◆ Given problem
Give back each entry unchanged, minus pictures.

[Recorded data]
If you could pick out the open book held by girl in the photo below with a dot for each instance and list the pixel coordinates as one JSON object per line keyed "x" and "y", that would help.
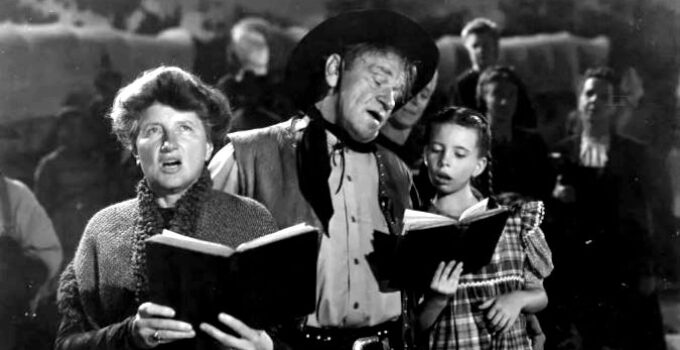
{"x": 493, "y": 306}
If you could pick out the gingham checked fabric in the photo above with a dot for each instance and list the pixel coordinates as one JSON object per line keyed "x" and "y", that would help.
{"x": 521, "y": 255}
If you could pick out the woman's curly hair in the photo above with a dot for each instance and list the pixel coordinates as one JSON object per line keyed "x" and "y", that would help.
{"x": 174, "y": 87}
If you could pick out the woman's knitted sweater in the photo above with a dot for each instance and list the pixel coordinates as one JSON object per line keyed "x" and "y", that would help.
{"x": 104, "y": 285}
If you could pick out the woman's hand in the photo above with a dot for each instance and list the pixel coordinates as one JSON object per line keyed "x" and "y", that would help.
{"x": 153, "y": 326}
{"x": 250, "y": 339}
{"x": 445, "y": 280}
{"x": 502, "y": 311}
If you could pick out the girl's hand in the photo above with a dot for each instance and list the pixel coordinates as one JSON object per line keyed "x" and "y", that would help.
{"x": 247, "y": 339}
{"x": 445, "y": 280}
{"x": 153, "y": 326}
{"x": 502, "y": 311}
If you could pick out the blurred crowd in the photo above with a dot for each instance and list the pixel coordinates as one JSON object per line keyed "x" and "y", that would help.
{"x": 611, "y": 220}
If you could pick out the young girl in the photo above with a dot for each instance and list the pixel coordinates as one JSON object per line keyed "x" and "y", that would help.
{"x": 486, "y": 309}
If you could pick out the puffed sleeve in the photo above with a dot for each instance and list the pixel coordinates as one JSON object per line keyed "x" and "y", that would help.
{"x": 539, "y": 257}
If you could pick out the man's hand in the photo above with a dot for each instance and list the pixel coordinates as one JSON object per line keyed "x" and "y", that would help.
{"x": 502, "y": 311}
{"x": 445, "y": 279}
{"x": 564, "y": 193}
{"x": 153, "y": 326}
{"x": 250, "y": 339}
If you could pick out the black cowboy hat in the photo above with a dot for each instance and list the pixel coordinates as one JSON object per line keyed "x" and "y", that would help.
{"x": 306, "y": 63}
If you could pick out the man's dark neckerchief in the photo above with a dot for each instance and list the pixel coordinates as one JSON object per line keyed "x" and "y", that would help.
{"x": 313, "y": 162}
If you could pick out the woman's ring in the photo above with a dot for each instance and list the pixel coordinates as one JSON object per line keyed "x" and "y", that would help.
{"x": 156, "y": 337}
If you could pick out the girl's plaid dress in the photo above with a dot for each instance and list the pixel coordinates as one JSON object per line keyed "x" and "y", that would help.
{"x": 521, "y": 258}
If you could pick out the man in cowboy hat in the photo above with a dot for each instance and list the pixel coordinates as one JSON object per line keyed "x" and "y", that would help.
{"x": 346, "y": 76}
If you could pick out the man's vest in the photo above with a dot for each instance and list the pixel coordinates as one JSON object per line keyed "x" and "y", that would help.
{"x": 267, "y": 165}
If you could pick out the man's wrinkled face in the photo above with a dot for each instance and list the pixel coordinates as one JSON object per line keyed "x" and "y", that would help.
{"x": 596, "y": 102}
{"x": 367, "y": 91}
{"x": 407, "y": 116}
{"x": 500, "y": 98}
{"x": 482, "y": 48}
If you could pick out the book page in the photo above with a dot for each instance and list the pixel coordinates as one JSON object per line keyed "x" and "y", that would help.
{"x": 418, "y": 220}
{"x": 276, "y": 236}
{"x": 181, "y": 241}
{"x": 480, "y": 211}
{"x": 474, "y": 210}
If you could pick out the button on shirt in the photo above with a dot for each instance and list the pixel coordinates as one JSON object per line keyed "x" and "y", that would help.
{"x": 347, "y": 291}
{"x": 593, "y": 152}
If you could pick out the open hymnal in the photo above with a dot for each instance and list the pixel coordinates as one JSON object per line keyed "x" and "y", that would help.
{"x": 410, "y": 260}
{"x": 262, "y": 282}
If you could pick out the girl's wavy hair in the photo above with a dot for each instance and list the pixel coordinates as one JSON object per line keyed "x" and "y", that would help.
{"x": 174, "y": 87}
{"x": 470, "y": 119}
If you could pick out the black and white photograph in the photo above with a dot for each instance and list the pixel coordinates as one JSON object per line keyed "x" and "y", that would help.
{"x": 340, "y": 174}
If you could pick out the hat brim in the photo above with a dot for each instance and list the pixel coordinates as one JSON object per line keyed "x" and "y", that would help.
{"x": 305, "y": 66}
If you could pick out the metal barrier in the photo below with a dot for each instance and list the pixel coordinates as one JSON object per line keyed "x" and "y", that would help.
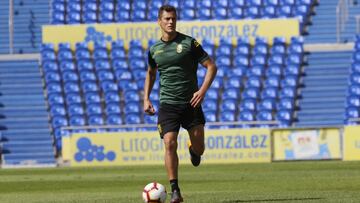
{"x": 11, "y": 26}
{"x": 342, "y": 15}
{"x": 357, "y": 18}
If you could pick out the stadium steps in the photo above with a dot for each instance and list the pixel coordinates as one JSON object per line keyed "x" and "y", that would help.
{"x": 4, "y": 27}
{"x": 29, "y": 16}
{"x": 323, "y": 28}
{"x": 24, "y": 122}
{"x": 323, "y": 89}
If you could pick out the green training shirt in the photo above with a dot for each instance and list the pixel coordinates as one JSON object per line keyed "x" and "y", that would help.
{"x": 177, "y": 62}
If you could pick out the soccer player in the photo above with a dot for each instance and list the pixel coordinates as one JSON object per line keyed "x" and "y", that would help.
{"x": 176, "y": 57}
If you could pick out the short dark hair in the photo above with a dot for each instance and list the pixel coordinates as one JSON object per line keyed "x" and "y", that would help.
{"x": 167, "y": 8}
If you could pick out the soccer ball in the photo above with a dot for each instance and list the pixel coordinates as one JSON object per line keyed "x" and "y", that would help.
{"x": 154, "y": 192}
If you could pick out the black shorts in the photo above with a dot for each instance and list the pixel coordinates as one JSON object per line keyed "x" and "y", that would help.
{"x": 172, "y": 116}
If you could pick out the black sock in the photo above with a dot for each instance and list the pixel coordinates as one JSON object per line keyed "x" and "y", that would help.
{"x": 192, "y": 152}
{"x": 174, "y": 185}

◆ Result below
If you could pick out the open book held by girl in the photo below with a dot for each instance and list the pixel coordinates as one JSON object per line keyed "x" and "y", that would help.
{"x": 493, "y": 306}
If you could pick out the gingham checked fabric in the photo above with a dot for each instance and list the pixel coordinates as one JSON object per line keyed "x" and "y", that would help.
{"x": 521, "y": 255}
If you could pick out the woman's curly hair in the photo above with a dot for each instance and list the pixel coordinates as one JSON object per line keyed "x" and "y", that would help.
{"x": 174, "y": 87}
If you could pick out the woman's knitted sweater in the photo above with a dot for each instance and list the pixel coordinates as one JSON object per line keyed "x" and "y", that would help.
{"x": 104, "y": 285}
If you could pick out the woman's hand in the photo above with a dot for each instance and list the pixel coordinates as one JSON object per line keyed "x" and "y", that would help.
{"x": 153, "y": 326}
{"x": 250, "y": 339}
{"x": 445, "y": 280}
{"x": 502, "y": 311}
If you could pick out the girl's hand in the photo above with a dot for each instance and list the pixel coordinates as one JSON object per line keyed "x" and "y", that would help.
{"x": 247, "y": 339}
{"x": 445, "y": 280}
{"x": 153, "y": 326}
{"x": 502, "y": 311}
If you could pick out the blurred crowd in the photo above with a dot for each instance and list the pixel coordinates as one JSON object per line keyed "x" and "y", that would help.
{"x": 611, "y": 220}
If you could pick out the young girl in the photo above with a dot for each instance and list the pixel coordinates as one JSON object per line keyed "x" and "y", that would help.
{"x": 486, "y": 309}
If you could pick out the puffed sleeve in the photo above with a dot for each instance and list the pixel coordinates as one JSON object per line keyed "x" and "y", that would help.
{"x": 539, "y": 257}
If you could pick out the man's hand in the photo above with a dot for each instance and list the pixel coordinates as one JSON object per line keyed "x" and "y", that would help.
{"x": 502, "y": 311}
{"x": 445, "y": 279}
{"x": 564, "y": 193}
{"x": 153, "y": 326}
{"x": 250, "y": 339}
If you could pick out the black cowboy hat in the photo above with a dot for each instance and list the pixel coordinates as one JSON object per line keyed "x" and "y", that would help.
{"x": 306, "y": 63}
If you could pick out the man's dark neckerchief in the photo above with a dot for each instance and list the pixel coordinates as one JSON object per line keyed "x" and "y", that would help.
{"x": 313, "y": 162}
If you could pick out the woman's ring in the photo above with a dot for each instance and list the pixel coordinates as one JSON object per line keyed "x" and "y", that would help.
{"x": 156, "y": 337}
If you could pick out the girl's plaid dress in the photo above with a dot for each instance and list the pixel coordinates as one JSON object per line keyed "x" and "y", that would help.
{"x": 521, "y": 258}
If you could pick out the man in cowboy hat in the photo above with a dot for each instance and list the pixel coordinates as one JSON object per line keyed "x" and "y", that would help.
{"x": 346, "y": 76}
If you could pick out the man's vest in the photo above with a dot for each instance and list the pixel coordinates as one JSON object per line keyed "x" and "y", that would help.
{"x": 267, "y": 165}
If you could pick out the man's wrinkled face in the photo above with a dot for each instance and list the pixel coordinates as one JSON object per line keyed "x" and "y", that would help.
{"x": 596, "y": 102}
{"x": 367, "y": 91}
{"x": 407, "y": 116}
{"x": 500, "y": 98}
{"x": 482, "y": 48}
If you could pick out the book page in the photo above with a dot for each instance and list the pixel coordinates as one JSON object per line keyed "x" and "y", that would help.
{"x": 418, "y": 220}
{"x": 276, "y": 236}
{"x": 181, "y": 241}
{"x": 480, "y": 211}
{"x": 474, "y": 210}
If you could pick out the button on shirt in the photo above with a dot for each instance and list the pixel coordinates as one JSON object per line keyed "x" and "y", that would help.
{"x": 347, "y": 291}
{"x": 593, "y": 152}
If you could pick out the open hymnal in the photo above with a dot for each instance and list the pixel coordinates as one JSON object per line keyed "x" and "y", that would help.
{"x": 410, "y": 260}
{"x": 262, "y": 282}
If you could pick out the girl's wavy hair in the photo above with a dot for each instance and list the pixel coordinates as one JSON object per line keyed "x" and "y", that would help.
{"x": 174, "y": 87}
{"x": 470, "y": 119}
If you could pick out the black and white photograph in the photo above with a dot for each instance and list the pixel coordinates as one JSON object per line keyed "x" and "y", that would help.
{"x": 340, "y": 174}
If you could pick out the hat brim in the photo above with a dot for each instance and list the pixel coordinates as one JSON object per line keyed "x" and "y", that would help.
{"x": 305, "y": 66}
If you could pick out the metal barrier in the photo below with a dot for each instance and list the pixel coordinates as one JSON object per line keyed "x" and "y", that would help.
{"x": 11, "y": 26}
{"x": 342, "y": 15}
{"x": 357, "y": 18}
If you could pick out the stadium steps in the photo above with a dot for each instance and list the pixel coordinates as one JSON object per line keyed "x" and "y", that would help.
{"x": 4, "y": 27}
{"x": 29, "y": 16}
{"x": 323, "y": 28}
{"x": 24, "y": 122}
{"x": 323, "y": 89}
If you could pick out the green training shirt in the photo above with a dot for each instance and list the pixel coordinates as one JSON object per line keyed "x" and "y", that would help.
{"x": 177, "y": 62}
If you could pick out the soccer player in the photo above with a dot for each instance and list the pixel coordinates as one JSON object per line keyed "x" and "y", that would help.
{"x": 176, "y": 57}
If you could pick out the short dark hair in the photo above with a dot for each instance and list the pixel coordinates as one JSON object per line keyed "x" and "y", that would help.
{"x": 167, "y": 8}
If you could pick out the soccer ball in the photo above with a dot for each instance and list the pixel coordinates as one JSON object per line keyed "x" and "y", that would help.
{"x": 154, "y": 192}
If you could pick out the black shorts in the photo above with a dot for each instance and list the pixel coordinates as one JSON object per line keyed "x" and "y", that would help.
{"x": 172, "y": 116}
If you could pick out the black sock in the photo above with a dot for each instance and list the pixel coordinates as one JSON object per line keyed "x" and "y", that would help.
{"x": 192, "y": 152}
{"x": 174, "y": 185}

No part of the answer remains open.